● **EXERCISE SET**
(1) Copy the reply to reviewers starting at "#2 Figures and" and ending at "α chain) ⁴.", swapping "gene segments" for "gene regions".
(2) Please continue the reply to reviewers from where it stops.

● **SOURCE PASSAGE**
**********
We have modified the start of section 1, page 1:

The peptide presented by MHC can be derived from the host proteins (self-peptides), pathogens (virus and bacteria), or tumours. The T cells need to differentiate between self and foreign peptides (including modify self), and are only activated upon MHC presentation of foreign epitopes.

 

Minor comments

#1 The following words or expressions should be avoided.

• “of course” (lane 39-40)

This has been replaced with albeit and reads:

These differences between open and closed ends of the cleft changes the preferred length of the bound peptide, whereby MHC-I often binds shorter (8-10 residues) peptides than MHC-II (>11 residues), albeit with some exceptions ¹.

 

• “now” (lane 71)

This has been replaced with albeit and reads:

The addition of these recent structures allow us to observe how TCRs can recognise HLA-A*01:01 ⁹, HLA-A*11:01 ¹⁰, HLA-B*07:02 ¹¹, HLA-B*37:01 ¹², HLA-A*02:06 ¹³, and for the first time, HLA-C ¹⁴.

 

 

#2 Figures and table 1 are not publication quality.

The figures are good quality on our version, and table 1 has been replaced.

#3 Lane 53 - (D) and (J) definitions are not correct. (D) and (J) stand for Diversity and Joining, respectively.

 

Apology for the mistake, this has been changed

Diversity in the TCR repertoire is achieved through the random genetic rearrangement of Variable (V or TRV), Diversity (D) and Joining (J) gene segments for TCR β chain (V and J for TCR α chain) ⁴.

 

#4 Please explain what the letter omega (Ω) mean in Figure 1 and in the corresponding legend and text? Also precise the abbreviation P for “position” when referring to peptides.

 

This has been clarified and  the legend of Figure 1 has been changed accordingly:

(A-B) Cleft of MHC-I molecule (pale pink) represented as surface from a top-down view (A) and side view (B), the peptide is represented as pink spheres with the anchors residues at position 2 (P2) and at the last position (PΩ) in the B and F pockets (B).
**********
(Natural language descriptions of regions)
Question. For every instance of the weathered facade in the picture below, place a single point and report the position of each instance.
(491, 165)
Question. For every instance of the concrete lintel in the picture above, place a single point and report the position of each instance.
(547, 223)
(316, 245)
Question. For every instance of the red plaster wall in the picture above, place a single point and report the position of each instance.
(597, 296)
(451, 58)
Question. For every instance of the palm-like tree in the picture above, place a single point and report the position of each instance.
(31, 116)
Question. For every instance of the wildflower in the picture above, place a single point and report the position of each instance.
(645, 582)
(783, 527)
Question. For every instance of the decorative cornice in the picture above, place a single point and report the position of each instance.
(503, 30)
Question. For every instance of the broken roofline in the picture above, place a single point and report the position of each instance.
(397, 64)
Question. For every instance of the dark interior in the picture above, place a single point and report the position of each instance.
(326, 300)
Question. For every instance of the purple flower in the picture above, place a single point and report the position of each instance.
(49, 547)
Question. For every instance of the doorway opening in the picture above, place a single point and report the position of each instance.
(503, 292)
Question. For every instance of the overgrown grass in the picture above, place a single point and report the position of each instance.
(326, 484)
**********
● **RESPONSES TO THE EXERCISE**
(1)
#2 Figures and table 1 are not publication quality.

The figures are good quality on our version, and table 1 has been replaced.

#3 Lane 53 - (D) and (J) definitions are not correct. (D) and (J) stand for Diversity and Joining, respectively.

 

Apology for the mistake, this has been changed

Diversity in the TCR repertoire is achieved through the random genetic rearrangement of Variable (V or TRV), Diversity (D) and Joining (J) gene regions for TCR β chain (V and J for TCR α chain) ⁴.

(2)
 

 

#5 Mistakes to be corrected in the legend of table 1 (page 4): “chain” instead of “chian”. Also the reference 124 does not appear in the reference list?

Table 1 legend has been updated, and the reference list as well.

 

 

#6 Fig.3D - the legend should be changed to reflect the abbreviations shown in the figure: In the legend, P10-Met and P9-Met are mentioned while in the figure one could notice a different abbreviation P10-Met^free and P10-Met^bound.

We have changed the figure legend to make it clearer:

The DMF5 TCR binding leads to a register shift of the MMW peptide, whereby the P10-Met^free in the HLA cleft (cyan sticks) is flipped out of the cleft (P10-Met^bound in purple stick) upon binding of the DMF5 TCR.

 

#7 Explain why amino-acid abbreviations differ throughout the text. The authors use “one letter symbol” (30DY31, 98RS99, 4GPD6) or “three-letter” abbreviation (Asp30b, Tyr31b, P4-Pro, P5-Met, P8-Thr etc….). Consistency would be helpful.

The one letter symbol such as in the case of ³⁰DY³¹, ⁹⁸RS⁹⁹, and ⁴GPD⁶ is use to quickly denote amino acid motifs that span multiple amino acids within a particular peptide, protein or CDR3 loop sequence. For e.g the one letter symbol is also used to quickly communicate 9mer and 10mer peptide sequences used consistently throughout the paper. Conversely, the three-letter amino acid codes are used to describe single amino acids. The usage of these rules are consistent within our manuscript.

 

#8 Structured references would be appreciated, in particular for ref.2: the names & surnames of authors are not abbreviated the same way as the other references. Some authors are named without abbreviations (James McCluskey, Mandvi Bharadwaj, etc…), other only with abbreviations (SG, JR). Sometimes “coma” between author names are missing or doubled. Also a ref. including more than 6 authors should include the abbreviation et al. Finally, the year of publication is not 2009 but 2010.

The references have been updated.

 

Round 2

Reviewer 2 Report

The authors have adequately responded to the comments. The revised version of the manuscript has been significantly improved. No additional amendments are required.